(Records from a data source)
*-*-*
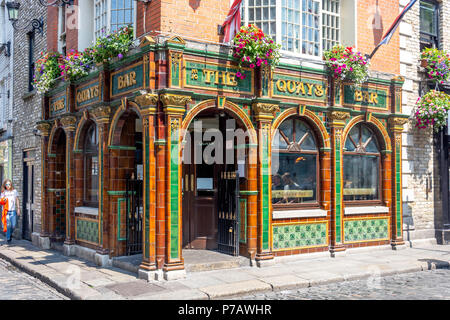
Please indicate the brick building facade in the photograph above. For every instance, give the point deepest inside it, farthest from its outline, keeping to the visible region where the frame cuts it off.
(26, 109)
(423, 194)
(113, 142)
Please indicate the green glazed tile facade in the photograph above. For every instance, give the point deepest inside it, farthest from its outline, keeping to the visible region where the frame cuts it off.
(366, 230)
(87, 230)
(299, 236)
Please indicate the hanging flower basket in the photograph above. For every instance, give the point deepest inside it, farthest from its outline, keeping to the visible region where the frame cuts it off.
(347, 64)
(432, 110)
(47, 70)
(436, 63)
(254, 49)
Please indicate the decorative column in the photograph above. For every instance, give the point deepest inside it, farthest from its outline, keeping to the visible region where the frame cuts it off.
(101, 116)
(264, 114)
(68, 123)
(337, 121)
(396, 129)
(174, 107)
(44, 240)
(148, 105)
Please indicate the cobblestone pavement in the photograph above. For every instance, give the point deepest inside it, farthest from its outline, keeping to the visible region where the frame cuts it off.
(17, 285)
(425, 285)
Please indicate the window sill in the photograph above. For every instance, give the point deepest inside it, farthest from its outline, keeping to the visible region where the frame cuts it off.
(365, 210)
(306, 213)
(87, 210)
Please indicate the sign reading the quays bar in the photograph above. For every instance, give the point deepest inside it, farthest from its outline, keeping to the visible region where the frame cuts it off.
(58, 105)
(286, 85)
(204, 75)
(128, 79)
(88, 94)
(365, 96)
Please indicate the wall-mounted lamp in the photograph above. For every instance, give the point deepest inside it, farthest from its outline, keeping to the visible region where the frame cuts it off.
(7, 47)
(13, 14)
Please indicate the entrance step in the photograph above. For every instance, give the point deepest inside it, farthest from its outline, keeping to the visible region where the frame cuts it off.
(206, 260)
(129, 263)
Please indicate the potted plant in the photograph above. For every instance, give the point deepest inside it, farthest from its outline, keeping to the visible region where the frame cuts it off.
(115, 44)
(432, 110)
(254, 49)
(76, 65)
(47, 70)
(436, 63)
(345, 63)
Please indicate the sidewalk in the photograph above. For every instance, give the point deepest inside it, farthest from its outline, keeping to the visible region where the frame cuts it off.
(61, 272)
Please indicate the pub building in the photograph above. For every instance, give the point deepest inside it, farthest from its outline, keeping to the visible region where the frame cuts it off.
(320, 165)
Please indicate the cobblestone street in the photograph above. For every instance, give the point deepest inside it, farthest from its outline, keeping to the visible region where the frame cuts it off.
(425, 285)
(17, 285)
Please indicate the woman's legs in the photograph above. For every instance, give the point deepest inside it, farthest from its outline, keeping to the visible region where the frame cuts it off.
(11, 220)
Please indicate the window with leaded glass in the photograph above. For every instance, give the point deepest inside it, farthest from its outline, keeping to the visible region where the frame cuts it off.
(294, 166)
(361, 165)
(110, 15)
(90, 161)
(306, 27)
(429, 24)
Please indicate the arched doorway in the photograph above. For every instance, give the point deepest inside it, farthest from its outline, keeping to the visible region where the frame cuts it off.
(57, 183)
(214, 156)
(127, 175)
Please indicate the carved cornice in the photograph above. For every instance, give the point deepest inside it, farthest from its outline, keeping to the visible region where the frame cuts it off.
(174, 103)
(337, 118)
(44, 128)
(265, 111)
(101, 114)
(396, 124)
(69, 123)
(147, 100)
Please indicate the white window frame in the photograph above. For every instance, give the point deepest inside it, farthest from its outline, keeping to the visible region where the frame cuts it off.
(108, 16)
(278, 37)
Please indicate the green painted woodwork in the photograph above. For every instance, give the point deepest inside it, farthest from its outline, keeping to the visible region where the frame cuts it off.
(90, 89)
(119, 207)
(121, 148)
(338, 188)
(291, 86)
(365, 97)
(265, 190)
(217, 77)
(243, 222)
(174, 189)
(294, 236)
(398, 186)
(366, 230)
(87, 230)
(138, 76)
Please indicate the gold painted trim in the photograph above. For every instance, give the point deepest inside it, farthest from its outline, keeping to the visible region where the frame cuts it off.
(111, 84)
(185, 85)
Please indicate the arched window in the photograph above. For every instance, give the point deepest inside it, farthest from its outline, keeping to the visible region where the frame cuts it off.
(295, 169)
(361, 165)
(90, 160)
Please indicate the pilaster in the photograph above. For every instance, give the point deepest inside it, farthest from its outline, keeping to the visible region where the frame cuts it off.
(264, 114)
(148, 104)
(44, 129)
(101, 116)
(174, 106)
(337, 121)
(396, 129)
(68, 123)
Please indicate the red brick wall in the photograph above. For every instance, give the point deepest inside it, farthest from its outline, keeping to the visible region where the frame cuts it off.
(374, 18)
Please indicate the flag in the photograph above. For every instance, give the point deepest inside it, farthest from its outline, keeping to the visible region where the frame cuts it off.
(233, 21)
(388, 35)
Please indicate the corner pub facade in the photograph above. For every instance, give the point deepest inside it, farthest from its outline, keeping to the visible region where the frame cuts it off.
(321, 165)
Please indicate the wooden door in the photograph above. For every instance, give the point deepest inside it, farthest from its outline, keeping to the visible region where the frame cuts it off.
(199, 185)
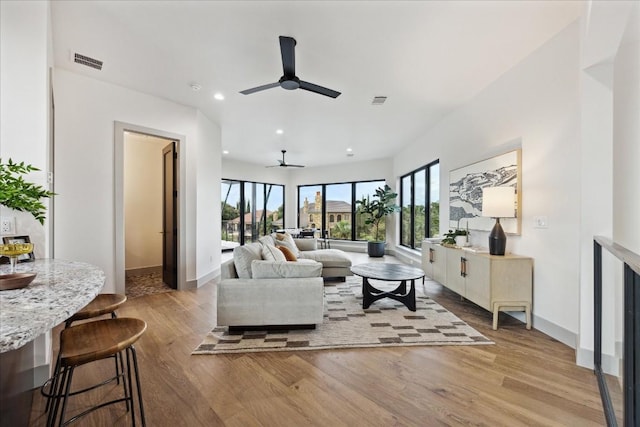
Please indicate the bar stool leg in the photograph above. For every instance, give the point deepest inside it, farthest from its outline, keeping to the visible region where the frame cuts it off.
(66, 395)
(52, 386)
(132, 350)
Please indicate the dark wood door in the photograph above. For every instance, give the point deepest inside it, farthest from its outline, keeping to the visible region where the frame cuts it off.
(169, 217)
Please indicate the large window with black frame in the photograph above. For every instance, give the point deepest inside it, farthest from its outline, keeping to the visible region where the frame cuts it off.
(250, 210)
(332, 208)
(420, 203)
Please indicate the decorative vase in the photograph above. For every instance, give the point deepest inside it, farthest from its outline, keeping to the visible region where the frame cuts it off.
(462, 241)
(375, 249)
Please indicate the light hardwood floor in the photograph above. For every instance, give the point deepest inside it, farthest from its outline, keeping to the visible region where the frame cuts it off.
(525, 379)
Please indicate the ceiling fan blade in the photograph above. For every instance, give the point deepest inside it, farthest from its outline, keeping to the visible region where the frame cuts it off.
(259, 88)
(319, 89)
(287, 49)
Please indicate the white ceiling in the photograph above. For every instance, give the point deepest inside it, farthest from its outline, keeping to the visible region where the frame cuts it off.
(427, 57)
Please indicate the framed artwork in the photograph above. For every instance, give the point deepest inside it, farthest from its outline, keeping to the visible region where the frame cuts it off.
(18, 239)
(465, 192)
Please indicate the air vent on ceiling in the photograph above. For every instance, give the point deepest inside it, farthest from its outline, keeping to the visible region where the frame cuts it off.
(85, 60)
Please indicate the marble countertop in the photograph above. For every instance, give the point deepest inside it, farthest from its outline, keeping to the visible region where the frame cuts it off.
(60, 289)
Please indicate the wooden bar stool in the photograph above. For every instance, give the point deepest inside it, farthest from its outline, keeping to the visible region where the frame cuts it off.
(101, 305)
(90, 342)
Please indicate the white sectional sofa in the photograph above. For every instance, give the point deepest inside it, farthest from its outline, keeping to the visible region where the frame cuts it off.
(258, 291)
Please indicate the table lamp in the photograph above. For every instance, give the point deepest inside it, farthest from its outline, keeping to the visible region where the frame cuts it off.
(498, 202)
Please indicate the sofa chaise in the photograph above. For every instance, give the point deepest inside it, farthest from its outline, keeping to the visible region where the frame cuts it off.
(260, 288)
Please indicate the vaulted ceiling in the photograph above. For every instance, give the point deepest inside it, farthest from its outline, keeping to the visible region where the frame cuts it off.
(426, 57)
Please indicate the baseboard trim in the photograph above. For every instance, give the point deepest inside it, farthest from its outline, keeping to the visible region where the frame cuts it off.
(212, 275)
(143, 270)
(559, 333)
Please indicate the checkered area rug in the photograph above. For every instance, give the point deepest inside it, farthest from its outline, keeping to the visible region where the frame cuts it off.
*-*-*
#### REQUIREMENTS:
Copy out all of the data word for word. Do not carry over any picture.

#### TASK ANSWER:
Please indicate the brick building facade in the photograph above. For every instance, give the point deepest inside it, farthest from its outline, keeping to the visible region where the frame cuts it off.
(26, 109)
(423, 194)
(113, 142)
Please indicate the green glazed tile facade in the photograph above. For every instance, give the point deepest inside it, farthest from its outline, keeping to the visible region where the frame cuts it off.
(366, 230)
(87, 230)
(299, 236)
Please indicate the hanging flower basket in the photograph above. For every instance, give the point deepest inside it, farthest from its outline, keeping to the visible region where the frame cuts it off.
(347, 64)
(432, 110)
(47, 70)
(436, 63)
(254, 49)
Please indicate the decorative column in the photograph above. For every instance, give the point deepest inside it, farthest from its outline, keeping to the visible region where the frame cuts it off.
(101, 116)
(264, 114)
(68, 123)
(337, 121)
(396, 129)
(174, 107)
(44, 240)
(148, 105)
Please indicate the cobblestone pavement in the photograph above. For every instance, give the point deepest inside it, farthest from its outline, keeping to the visible region where the frame cuts it off.
(17, 285)
(425, 285)
Please indicate the window sill in the photograph above. For every instance, give the point deepest inside it, farthest from its outline, keeping to the visible region where the frame cuts it off.
(365, 210)
(306, 213)
(87, 210)
Please indicate the sign reading the quays bar in the photograph above. For every instance, give the point deepest inside it, farthest from its outline, keeping to the visible region where the frame cuts it off.
(58, 105)
(286, 85)
(204, 75)
(128, 79)
(88, 94)
(365, 96)
Please indicate the wall-mounted lamp in the photograph above. For every instance, give the point deepest inside it, farthest from its outline, keeping to the visible region where the frame cuts it off.
(7, 47)
(13, 14)
Please indicate the entrance step in the photograph above. For every instance, give the point deepest inside it, farthest from its outline, keeping to the visible region where the frame cuts it off.
(206, 260)
(129, 263)
Please indicate the potted plant in the photograph above. For every instance, give the point deepest inside it, farthest from its outline, keeping to the visible region where the frame cuts it off.
(115, 44)
(432, 110)
(254, 49)
(76, 65)
(47, 70)
(436, 63)
(345, 63)
Please indicate the sidewalk in the photograph above. For every instance, give the point deepest inside it, farthest from its outline, keeping to the visible region where the frame cuts it off.
(61, 272)
Please indicate the pub building in the photograph above. For every instance, give the point deepest inside it, farthest from its outline, keeping to the visible region where the frame cuts it off.
(320, 165)
Please indicate the cobblestone street in the photograph above. For every instance, give the point deepest inside it, farthest from its outline, keeping to the visible region where the frame cuts it off.
(425, 285)
(17, 285)
Please indicate the woman's legs in the photograph above. For every instance, give the point deepest inside it, farthest from its outline, keeping to the visible region where the frame cuts it off.
(11, 220)
Please indicate the window with leaded glass in the photograph above. For every instance, give the point deepest inside it, farthest from its outline, keeping to the visible region where the frame cuts it off.
(294, 166)
(361, 165)
(110, 15)
(90, 161)
(306, 27)
(429, 24)
Please indicate the arched doorway in the photograph above. For every instance, give the point deepest inside it, farthest from its outline, keeping to the visible region where the frame cuts it off.
(57, 183)
(214, 156)
(127, 175)
Please indicate the carved cornice in the photograph above. For every instance, give the point deepest inside it, farthest from its outline, keeping to the visible region where the frame cuts it off.
(174, 103)
(337, 118)
(44, 128)
(265, 111)
(101, 114)
(396, 124)
(69, 123)
(147, 100)
Please indicate the white window frame in the photograph above. For every instance, give the point deepest inside it, farthest from its outline, keeping to the visible region where the frame cuts it off.
(108, 16)
(278, 37)
Please indicate the green painted woodwork in the photograph above. For every instance, give the point deepest inside it, farthest from its outline, keeping to the visible region where the frame cuts it off.
(90, 89)
(119, 207)
(121, 148)
(338, 188)
(291, 86)
(365, 97)
(265, 190)
(217, 77)
(243, 222)
(174, 189)
(294, 236)
(398, 186)
(366, 230)
(87, 230)
(138, 76)
Please indicate the gold painted trim in the photograph above. For every instance, give the point deepest inside it, farthest from its outline, keeping to the visible region where the frame cuts it off.
(111, 84)
(185, 85)
Please indicate the arched window in the photograph above. For every instance, give the point deepest inside it, farthest from its outline, keeping to the visible region where the frame cuts it off.
(295, 169)
(361, 165)
(90, 160)
Please indicate the pilaster in the photograph above. For every instance, give the point deepest inside it, farthest from its outline, keeping to the visible region where the frame cuts it off.
(264, 114)
(148, 104)
(44, 129)
(101, 116)
(174, 106)
(337, 121)
(396, 129)
(68, 123)
Please indicate the red brick wall in the photograph above. For every instance, give the point deepest inside it, farthest from its outline, keeping to the visible region where the frame cuts it off.
(374, 18)
Please indicate the flag in the photograph above. For every instance, give the point deepest inside it, farthest from its outline, keeping to the visible region where the frame cuts it off.
(233, 21)
(388, 35)
Please indicate the corner pub facade in the photograph above. For every instance, give the point deepest inside it, farthest from its outline, keeping to the visible region where the frame cuts it off.
(321, 165)
Please indicate the wooden door in the photograph above. For every instance, give the point deepest inside it, farthest from its outline, keeping to the visible region where the frame cuts it off.
(199, 185)
Please indicate the bar stool leg in the photograph above. For every instance, give the point deepest inside it, farthest from its outline, keeping to the visible region where the frame cuts it off.
(66, 395)
(52, 386)
(132, 350)
Please indicate the dark wood door in the photograph above. For every instance, give the point deepest inside it, farthest from its outline, keeping to the visible region where the frame cuts it off.
(169, 217)
Please indicate the large window with black frame in the photograph above. For every instance, give the point deepest inside it, farthest from its outline, keeping to the visible region where the frame cuts it off.
(250, 210)
(332, 208)
(420, 203)
Please indicate the decorative vase in the photograph above. For every instance, give the point deepest inside it, farthest from its outline, keeping to the visible region where the frame cuts it off.
(462, 241)
(375, 249)
Please indicate the light hardwood floor in the photograph above. For every instance, give the point deepest inside it, farthest from its outline, keeping to the visible region where the frame cuts it off.
(525, 379)
Please indicate the ceiling fan blade in the photograph above. For every instance, give the point deepest inside it, farthest from its outline, keeping to the visible region where the frame cuts it off.
(259, 88)
(319, 89)
(287, 49)
Please indicate the white ceiling in the photograph above. For every instance, give the point deepest inside it, farthest from its outline, keeping to the visible region where the frame cuts it off.
(427, 57)
Please indicate the framed artwork in the photograph above. For every instance, give the point deepest inside it, farthest from its outline, keeping to the visible region where the frame cuts it off.
(18, 239)
(465, 192)
Please indicate the air vent on ceiling in the photograph above. For every instance, give the point deepest inside it, farthest from its outline, keeping to the visible region where the frame cuts it off.
(85, 60)
Please indicate the marble countertop in the photograph above. For every instance, give the point deepest inside it, farthest from its outline, keeping to the visible region where the frame cuts it off.
(60, 289)
Please indicate the wooden bar stool in the photograph above. For every instance, give the point deepest inside it, farthest from its outline, keeping to the visible region where the frame cuts it off.
(101, 305)
(90, 342)
Please indicate the white sectional sofa in the photograph above. For every instance, give the point deepest inside it, farthest from its outline, keeping to the visible region where the frame cuts it off.
(258, 291)
Please indicate the table lamp in the photograph above. For every instance, give the point deepest inside it, farthest from its outline, keeping to the visible region where the frame cuts it off.
(498, 202)
Please indicate the sofa chaise in the photograph above. For every instance, give the point deepest inside it, farthest from its outline, keeping to the visible region where the frame cuts it off.
(260, 288)
Please indicate the vaulted ceiling in the photograph above. For every instance, give the point deepest inside it, farthest from its outline, keeping to the visible region where the frame cuts it off.
(426, 57)
Please indicate the baseboard trim in the photograph above. For every instance, give the point deepest inside it, farthest from its outline, keeping to the visible region where the frame cuts it off.
(212, 275)
(143, 270)
(559, 333)
Please indicate the checkered area rug in the photograph above. For every instance, give the point deepest inside it, farthest from its outline, keeping to the visible region where the frame cuts it off.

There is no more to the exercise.